#### LISTED ENTRIES
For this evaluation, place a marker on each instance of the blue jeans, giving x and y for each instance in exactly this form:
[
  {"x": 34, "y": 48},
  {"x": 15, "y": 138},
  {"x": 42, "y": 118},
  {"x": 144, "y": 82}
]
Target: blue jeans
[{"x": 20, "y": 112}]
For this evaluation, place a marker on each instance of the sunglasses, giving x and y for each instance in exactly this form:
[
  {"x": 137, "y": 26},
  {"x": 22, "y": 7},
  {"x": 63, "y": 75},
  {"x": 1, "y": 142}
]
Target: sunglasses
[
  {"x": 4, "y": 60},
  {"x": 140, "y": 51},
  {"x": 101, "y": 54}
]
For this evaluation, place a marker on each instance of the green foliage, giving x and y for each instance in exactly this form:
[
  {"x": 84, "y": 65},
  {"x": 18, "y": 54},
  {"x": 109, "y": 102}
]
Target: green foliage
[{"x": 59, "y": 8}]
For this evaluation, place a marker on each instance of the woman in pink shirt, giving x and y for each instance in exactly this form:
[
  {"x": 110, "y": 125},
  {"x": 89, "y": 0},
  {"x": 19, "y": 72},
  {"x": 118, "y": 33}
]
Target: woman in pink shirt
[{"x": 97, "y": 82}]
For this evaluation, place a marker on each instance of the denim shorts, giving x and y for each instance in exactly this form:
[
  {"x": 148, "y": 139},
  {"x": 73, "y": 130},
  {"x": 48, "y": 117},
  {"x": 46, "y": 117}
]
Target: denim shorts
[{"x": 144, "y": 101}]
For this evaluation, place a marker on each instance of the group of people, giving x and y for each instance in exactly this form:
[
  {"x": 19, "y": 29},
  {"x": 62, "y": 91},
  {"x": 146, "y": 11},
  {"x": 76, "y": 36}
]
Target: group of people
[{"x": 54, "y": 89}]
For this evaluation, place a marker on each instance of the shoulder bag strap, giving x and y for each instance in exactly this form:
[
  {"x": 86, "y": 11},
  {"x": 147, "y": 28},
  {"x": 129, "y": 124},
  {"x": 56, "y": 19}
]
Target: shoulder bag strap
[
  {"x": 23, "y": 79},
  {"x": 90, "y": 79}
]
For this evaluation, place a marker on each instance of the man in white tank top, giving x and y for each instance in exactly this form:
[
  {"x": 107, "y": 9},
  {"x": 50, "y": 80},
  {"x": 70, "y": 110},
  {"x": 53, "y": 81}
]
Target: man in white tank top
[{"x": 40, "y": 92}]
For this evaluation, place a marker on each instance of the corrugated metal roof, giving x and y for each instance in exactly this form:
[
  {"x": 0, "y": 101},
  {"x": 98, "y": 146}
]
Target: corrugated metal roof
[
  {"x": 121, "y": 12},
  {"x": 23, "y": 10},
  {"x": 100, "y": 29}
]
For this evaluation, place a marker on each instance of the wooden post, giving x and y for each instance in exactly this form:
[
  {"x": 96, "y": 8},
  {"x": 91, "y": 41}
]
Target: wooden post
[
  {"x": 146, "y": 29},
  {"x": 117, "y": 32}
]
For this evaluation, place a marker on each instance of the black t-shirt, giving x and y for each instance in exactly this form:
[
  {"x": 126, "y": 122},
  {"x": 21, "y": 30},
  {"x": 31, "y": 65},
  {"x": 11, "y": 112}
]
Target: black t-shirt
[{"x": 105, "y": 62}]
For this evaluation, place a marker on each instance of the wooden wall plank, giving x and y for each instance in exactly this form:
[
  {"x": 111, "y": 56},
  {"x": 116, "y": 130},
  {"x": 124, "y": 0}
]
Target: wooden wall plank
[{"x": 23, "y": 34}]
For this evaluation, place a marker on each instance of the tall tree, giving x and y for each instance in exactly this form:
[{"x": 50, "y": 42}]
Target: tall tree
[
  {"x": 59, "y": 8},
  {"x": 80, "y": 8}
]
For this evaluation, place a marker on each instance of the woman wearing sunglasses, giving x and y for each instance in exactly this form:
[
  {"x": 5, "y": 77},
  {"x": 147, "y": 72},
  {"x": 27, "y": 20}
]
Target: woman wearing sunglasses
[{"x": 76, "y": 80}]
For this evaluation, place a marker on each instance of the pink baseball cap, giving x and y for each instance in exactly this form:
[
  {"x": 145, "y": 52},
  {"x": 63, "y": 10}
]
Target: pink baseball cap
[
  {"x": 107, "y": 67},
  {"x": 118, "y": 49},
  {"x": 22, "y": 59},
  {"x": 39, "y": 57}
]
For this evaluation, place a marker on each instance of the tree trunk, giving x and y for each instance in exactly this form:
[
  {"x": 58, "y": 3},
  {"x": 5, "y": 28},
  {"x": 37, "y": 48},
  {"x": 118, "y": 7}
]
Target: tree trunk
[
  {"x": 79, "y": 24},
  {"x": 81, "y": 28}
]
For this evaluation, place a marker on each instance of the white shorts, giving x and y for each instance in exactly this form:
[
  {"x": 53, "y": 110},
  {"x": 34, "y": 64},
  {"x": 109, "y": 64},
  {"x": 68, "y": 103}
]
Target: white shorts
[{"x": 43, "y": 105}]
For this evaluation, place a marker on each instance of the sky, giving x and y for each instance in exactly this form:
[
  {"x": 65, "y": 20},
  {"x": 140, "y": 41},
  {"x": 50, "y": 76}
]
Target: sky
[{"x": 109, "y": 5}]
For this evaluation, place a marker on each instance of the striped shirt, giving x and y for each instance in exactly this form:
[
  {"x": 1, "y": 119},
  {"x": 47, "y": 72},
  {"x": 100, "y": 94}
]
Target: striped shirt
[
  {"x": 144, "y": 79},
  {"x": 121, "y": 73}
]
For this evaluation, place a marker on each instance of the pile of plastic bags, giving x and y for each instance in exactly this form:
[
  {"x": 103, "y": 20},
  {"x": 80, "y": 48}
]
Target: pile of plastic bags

#### OBJECTIVE
Transcribe all of the items above word for word, reproducing every line with its spacing and punctuation unchanged.

#### FULL RESPONSE
For this evaluation, place a marker on each instance of the blue jeans, giving x and y for each instance in exactly this form:
[
  {"x": 34, "y": 48},
  {"x": 15, "y": 138},
  {"x": 42, "y": 118},
  {"x": 144, "y": 82}
]
Target: blue jeans
[{"x": 20, "y": 112}]
For this evaluation, place a marker on each instance of the sunglasses, giving x and y for each instance in exactly this form:
[
  {"x": 137, "y": 26},
  {"x": 22, "y": 7},
  {"x": 63, "y": 75},
  {"x": 1, "y": 142}
]
Target: sunglasses
[
  {"x": 4, "y": 60},
  {"x": 140, "y": 51},
  {"x": 101, "y": 54}
]
For this evaluation, place a marker on each instance of the green foliage, giving x and y for each instance in exactly this form:
[
  {"x": 84, "y": 65},
  {"x": 18, "y": 54},
  {"x": 109, "y": 102}
]
Target: green foliage
[{"x": 59, "y": 8}]
For this evaluation, place a marker on each instance of the woman in pink shirt, giving x and y for each instance in exactly this form:
[
  {"x": 110, "y": 125},
  {"x": 89, "y": 0},
  {"x": 19, "y": 72},
  {"x": 118, "y": 33}
]
Target: woman in pink shirt
[{"x": 97, "y": 82}]
For this evaluation, place a marker on each instance of the denim shorts, giving x and y for each instance in exactly this form:
[
  {"x": 148, "y": 139},
  {"x": 73, "y": 130},
  {"x": 48, "y": 117},
  {"x": 46, "y": 117}
]
Target: denim shorts
[{"x": 144, "y": 101}]
For this evaluation, place a marker on each instance of the group of people, giving x and y for each instance in exactly this form:
[
  {"x": 19, "y": 29},
  {"x": 62, "y": 91},
  {"x": 146, "y": 11},
  {"x": 76, "y": 36}
]
Target: group of people
[{"x": 54, "y": 89}]
For this evaluation, place a marker on each instance of the shoulder bag strap, giving x and y for each instance in exactly this form:
[
  {"x": 86, "y": 11},
  {"x": 147, "y": 28},
  {"x": 129, "y": 124},
  {"x": 56, "y": 19}
]
Target: shoulder bag strap
[
  {"x": 23, "y": 79},
  {"x": 90, "y": 79}
]
For this evaluation, place a marker on each instance of the man in white tank top, giving x and y for each instance in exactly this form:
[
  {"x": 107, "y": 9},
  {"x": 50, "y": 80},
  {"x": 70, "y": 110},
  {"x": 53, "y": 81}
]
Target: man in white tank top
[{"x": 40, "y": 92}]
For this evaluation, place a marker on each instance of the corrugated metal roof, giving x and y for each instance in exactly this form:
[
  {"x": 0, "y": 101},
  {"x": 98, "y": 146}
]
Target: corrugated metal roof
[
  {"x": 121, "y": 12},
  {"x": 23, "y": 10},
  {"x": 100, "y": 29}
]
For this evaluation, place a marker on each instance of the wooden post, giving x and y for each instance in exactly this form:
[
  {"x": 96, "y": 8},
  {"x": 91, "y": 41}
]
Target: wooden post
[
  {"x": 146, "y": 29},
  {"x": 117, "y": 32}
]
For this evaluation, place a marker on each instance of the black t-shirt, giving x and y for each instance in exactly this form:
[
  {"x": 126, "y": 122},
  {"x": 21, "y": 30},
  {"x": 31, "y": 65},
  {"x": 11, "y": 112}
]
Target: black t-shirt
[{"x": 105, "y": 62}]
For this evaluation, place a marker on each instance of the wooden wall plank, giving x and y for each instance in exactly this form:
[
  {"x": 111, "y": 56},
  {"x": 116, "y": 130},
  {"x": 124, "y": 0}
]
Target: wooden wall plank
[{"x": 23, "y": 34}]
For this evaluation, place a marker on each instance of the tall tree, giving x and y for each instance in exactly this form:
[{"x": 50, "y": 42}]
Target: tall tree
[
  {"x": 59, "y": 8},
  {"x": 80, "y": 8}
]
For this evaluation, place a marker on each instance of the woman wearing sunglasses, giving x and y for each instance in exactly this form:
[
  {"x": 5, "y": 77},
  {"x": 147, "y": 72},
  {"x": 27, "y": 20}
]
Target: woman wearing sunglasses
[{"x": 76, "y": 80}]
For this evaluation, place a marker on each instance of the pink baseball cap, giving x and y for each instance in exactly this form:
[
  {"x": 145, "y": 52},
  {"x": 63, "y": 10}
]
Target: pink baseball cap
[
  {"x": 107, "y": 67},
  {"x": 118, "y": 49},
  {"x": 22, "y": 59},
  {"x": 39, "y": 57}
]
For this evaluation, place a marker on each instance of the tree trunk, giving x and y for each instance in exactly this form:
[
  {"x": 58, "y": 3},
  {"x": 5, "y": 28},
  {"x": 37, "y": 48},
  {"x": 118, "y": 7}
]
Target: tree trunk
[
  {"x": 79, "y": 24},
  {"x": 81, "y": 28}
]
For this evaluation, place a marker on each instance of the white shorts, giving x and y for each instance in exactly this form:
[
  {"x": 53, "y": 110},
  {"x": 34, "y": 64},
  {"x": 109, "y": 64},
  {"x": 68, "y": 103}
]
Target: white shorts
[{"x": 43, "y": 105}]
For this evaluation, place a marker on each instance of the sky, giving x and y for each instance in exactly this form:
[
  {"x": 65, "y": 20},
  {"x": 140, "y": 41},
  {"x": 50, "y": 76}
]
Target: sky
[{"x": 109, "y": 5}]
For this evaluation, place a marker on each instance of the striped shirt, giving x and y for each instance in exactly this form:
[
  {"x": 1, "y": 119},
  {"x": 47, "y": 72},
  {"x": 100, "y": 94}
]
Target: striped shirt
[
  {"x": 144, "y": 79},
  {"x": 121, "y": 73}
]
For this evaluation, place a marker on each instance of the pile of plastic bags, giving x and y for each instance in exactly this form:
[
  {"x": 103, "y": 20},
  {"x": 80, "y": 48}
]
Target: pile of plastic bags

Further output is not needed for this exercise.